Word for word, restate every line from the one with "Find the dark" through the end of the records below, both included, and add nothing.

[Stored records]
==========
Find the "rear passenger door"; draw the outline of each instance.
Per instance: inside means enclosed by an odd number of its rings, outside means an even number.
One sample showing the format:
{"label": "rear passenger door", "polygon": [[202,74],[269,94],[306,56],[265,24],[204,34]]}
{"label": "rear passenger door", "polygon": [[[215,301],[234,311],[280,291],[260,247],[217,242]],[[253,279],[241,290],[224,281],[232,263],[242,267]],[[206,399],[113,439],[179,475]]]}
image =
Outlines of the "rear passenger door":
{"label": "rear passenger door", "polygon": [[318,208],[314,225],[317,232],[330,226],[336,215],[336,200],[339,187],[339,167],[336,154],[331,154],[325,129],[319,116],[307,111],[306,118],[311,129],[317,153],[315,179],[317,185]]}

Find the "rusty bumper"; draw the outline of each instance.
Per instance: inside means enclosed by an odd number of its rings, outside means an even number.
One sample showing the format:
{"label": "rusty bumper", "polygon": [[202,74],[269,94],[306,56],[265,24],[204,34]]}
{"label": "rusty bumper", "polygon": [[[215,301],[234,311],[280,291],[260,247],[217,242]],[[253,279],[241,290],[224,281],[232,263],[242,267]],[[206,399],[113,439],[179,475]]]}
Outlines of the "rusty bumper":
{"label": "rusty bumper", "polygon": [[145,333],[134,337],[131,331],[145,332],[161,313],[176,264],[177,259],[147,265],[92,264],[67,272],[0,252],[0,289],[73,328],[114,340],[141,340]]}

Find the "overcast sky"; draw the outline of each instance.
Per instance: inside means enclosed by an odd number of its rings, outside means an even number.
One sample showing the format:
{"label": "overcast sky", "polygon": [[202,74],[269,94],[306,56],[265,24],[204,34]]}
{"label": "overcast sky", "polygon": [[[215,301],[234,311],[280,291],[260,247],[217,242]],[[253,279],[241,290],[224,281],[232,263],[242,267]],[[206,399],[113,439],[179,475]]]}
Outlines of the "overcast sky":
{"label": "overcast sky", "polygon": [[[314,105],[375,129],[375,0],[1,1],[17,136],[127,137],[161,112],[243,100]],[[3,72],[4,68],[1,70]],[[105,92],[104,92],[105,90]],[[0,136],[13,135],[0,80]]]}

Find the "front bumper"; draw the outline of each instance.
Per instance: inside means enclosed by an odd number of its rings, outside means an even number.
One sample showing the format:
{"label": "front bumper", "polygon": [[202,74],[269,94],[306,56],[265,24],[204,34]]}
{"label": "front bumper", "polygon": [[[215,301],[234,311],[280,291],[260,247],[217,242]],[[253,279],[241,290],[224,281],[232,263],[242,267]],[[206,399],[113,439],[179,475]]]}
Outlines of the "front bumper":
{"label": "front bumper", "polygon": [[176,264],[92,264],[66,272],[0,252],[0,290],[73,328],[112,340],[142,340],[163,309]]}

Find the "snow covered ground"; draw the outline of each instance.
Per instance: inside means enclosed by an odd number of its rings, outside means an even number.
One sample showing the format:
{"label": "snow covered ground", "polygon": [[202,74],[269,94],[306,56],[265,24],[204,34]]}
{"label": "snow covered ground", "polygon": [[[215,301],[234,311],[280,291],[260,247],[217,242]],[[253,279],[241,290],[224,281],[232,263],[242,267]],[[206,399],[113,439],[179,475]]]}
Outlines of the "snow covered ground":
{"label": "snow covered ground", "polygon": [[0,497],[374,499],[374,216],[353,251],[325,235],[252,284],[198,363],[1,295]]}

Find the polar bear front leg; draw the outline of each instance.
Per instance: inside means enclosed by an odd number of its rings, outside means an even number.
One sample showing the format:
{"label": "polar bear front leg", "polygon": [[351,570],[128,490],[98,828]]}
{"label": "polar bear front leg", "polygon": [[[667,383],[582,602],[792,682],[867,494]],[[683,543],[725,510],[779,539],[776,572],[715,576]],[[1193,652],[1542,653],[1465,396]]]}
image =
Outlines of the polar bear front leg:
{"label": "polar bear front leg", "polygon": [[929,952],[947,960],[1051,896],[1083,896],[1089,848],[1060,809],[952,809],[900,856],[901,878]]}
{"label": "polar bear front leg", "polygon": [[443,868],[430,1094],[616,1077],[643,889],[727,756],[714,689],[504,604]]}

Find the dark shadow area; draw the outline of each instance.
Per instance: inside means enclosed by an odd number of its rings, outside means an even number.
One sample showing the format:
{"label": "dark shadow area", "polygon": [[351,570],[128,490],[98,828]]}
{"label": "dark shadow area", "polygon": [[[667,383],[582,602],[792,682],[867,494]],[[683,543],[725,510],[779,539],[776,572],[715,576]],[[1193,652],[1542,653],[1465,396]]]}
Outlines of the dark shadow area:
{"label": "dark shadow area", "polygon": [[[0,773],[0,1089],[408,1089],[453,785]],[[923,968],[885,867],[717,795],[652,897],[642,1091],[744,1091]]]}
==========
> _Finished task_
Find the dark shadow area; draw the outline of each instance.
Per instance: inside means enclosed by an odd number of its rings, outside means an even number.
One sample showing the format:
{"label": "dark shadow area", "polygon": [[351,570],[128,490],[98,828]]}
{"label": "dark shadow area", "polygon": [[[667,383],[582,602],[792,682],[867,494]],[[683,543],[725,510],[779,539],[776,572],[715,576]],[[1193,652],[1542,653],[1465,396]]]}
Outlines of the dark shadow area:
{"label": "dark shadow area", "polygon": [[[0,773],[0,1089],[408,1089],[453,785]],[[923,968],[885,867],[717,795],[652,897],[642,1091],[744,1091]]]}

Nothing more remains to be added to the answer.